Revising the Backup Strategery

Yes, I used the non-word "Stratergery." Ever since George the 43rd mis-introduced that word to the world, I can't stop using it. Makes me laugh every time. But that's not what today's post is about. It's about backups and how to avoid a long night at the office.

Most of you know I'm now the defacto IT guy at Upper Room. And you probably know we built a MacPro running Leopard Server (if you missed it, you can read about it here, here and here). We're running an 8 drive, 8 TB RAID 6 for shared storage and Time Machine backup. I felt pretty safe using that arrangement. But I also wanted to protect the server boot volumes--mainly because if the server goes down, we can't get to the shared storage. While building it was fun, re-building it would not be. So this was my solution to keep the boot drives backed up.

My Server Boot (System) Drives

As you can see, I created the main boot, or system, volume as a RAID 1. That means all the data that's written to that single logical volume (it shows up as one drive on the desktop) is actually written to two 250 GB drives. Should one fail, I can immediately fall over to the other one with no data loss and nearly no downtime. I named that volume Tobias.

══════

Work request: Quote the backup strategy post above in full, word for word.

══════

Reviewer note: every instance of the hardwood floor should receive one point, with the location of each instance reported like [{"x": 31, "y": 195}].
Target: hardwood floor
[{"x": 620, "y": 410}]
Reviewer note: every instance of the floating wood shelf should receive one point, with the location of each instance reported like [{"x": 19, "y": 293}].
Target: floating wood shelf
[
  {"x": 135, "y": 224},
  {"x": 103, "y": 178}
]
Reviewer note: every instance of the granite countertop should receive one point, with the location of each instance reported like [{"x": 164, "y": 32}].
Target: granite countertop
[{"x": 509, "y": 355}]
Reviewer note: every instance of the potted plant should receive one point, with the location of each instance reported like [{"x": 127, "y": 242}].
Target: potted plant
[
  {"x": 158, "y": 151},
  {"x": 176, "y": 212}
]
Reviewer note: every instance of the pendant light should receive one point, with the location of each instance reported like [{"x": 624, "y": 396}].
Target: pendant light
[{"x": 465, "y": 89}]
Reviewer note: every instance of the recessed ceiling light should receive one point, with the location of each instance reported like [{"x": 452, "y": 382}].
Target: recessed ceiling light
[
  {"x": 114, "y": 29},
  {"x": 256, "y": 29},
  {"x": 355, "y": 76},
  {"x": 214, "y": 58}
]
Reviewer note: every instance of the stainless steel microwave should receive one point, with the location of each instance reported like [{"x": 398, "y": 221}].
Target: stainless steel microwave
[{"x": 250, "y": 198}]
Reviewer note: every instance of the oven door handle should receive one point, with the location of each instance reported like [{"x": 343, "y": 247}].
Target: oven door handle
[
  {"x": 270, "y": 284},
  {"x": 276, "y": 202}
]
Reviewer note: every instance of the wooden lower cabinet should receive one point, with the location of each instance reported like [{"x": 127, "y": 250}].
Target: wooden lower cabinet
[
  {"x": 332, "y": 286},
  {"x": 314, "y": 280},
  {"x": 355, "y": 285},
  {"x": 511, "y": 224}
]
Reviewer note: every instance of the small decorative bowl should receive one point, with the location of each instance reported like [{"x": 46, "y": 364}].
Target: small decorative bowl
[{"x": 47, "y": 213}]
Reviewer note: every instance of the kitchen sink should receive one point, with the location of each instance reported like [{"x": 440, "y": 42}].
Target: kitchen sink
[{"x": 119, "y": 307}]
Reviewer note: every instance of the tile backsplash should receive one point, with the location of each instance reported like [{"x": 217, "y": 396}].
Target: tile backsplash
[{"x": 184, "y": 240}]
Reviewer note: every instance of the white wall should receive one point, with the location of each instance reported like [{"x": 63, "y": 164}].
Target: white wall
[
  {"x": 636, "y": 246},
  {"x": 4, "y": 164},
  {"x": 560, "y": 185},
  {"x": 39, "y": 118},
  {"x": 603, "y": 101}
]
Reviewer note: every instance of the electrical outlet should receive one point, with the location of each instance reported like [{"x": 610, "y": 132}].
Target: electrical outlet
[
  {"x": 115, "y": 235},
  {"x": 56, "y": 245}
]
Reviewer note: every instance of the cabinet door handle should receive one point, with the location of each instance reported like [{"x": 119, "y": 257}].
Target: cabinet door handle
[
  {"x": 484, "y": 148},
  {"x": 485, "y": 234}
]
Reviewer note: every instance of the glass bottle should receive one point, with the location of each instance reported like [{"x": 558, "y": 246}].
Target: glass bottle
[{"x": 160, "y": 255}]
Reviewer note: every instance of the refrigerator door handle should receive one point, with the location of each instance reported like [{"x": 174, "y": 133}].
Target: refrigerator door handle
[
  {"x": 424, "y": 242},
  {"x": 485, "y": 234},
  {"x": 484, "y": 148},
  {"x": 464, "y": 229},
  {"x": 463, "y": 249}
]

══════

Task output:
Revising the Backup Strategery

Yes, I used the non-word "Stratergery." Ever since George the 43rd mis-introduced that word to the world, I can't stop using it. Makes me laugh every time. But that's not what today's post is about. It's about backups and how to avoid a long night at the office.

Most of you know I'm now the defacto IT guy at Upper Room. And you probably know we built a MacPro running Leopard Server (if you missed it, you can read about it here, here and here). We're running an 8 drive, 8 TB RAID 6 for shared storage and Time Machine backup. I felt pretty safe using that arrangement. But I also wanted to protect the server boot volumes--mainly because if the server goes down, we can't get to the shared storage. While building it was fun, re-building it would not be. So this was my solution to keep the boot drives backed up.

My Server Boot (System) Drives

As you can see, I created the main boot, or system, volume as a RAID 1. That means all the data that's written to that single logical volume (it shows up as one drive on the desktop) is actually written to two 250 GB drives. Should one fail, I can immediately fall over to the other one with no data loss and nearly no downtime. I named that volume Tobias.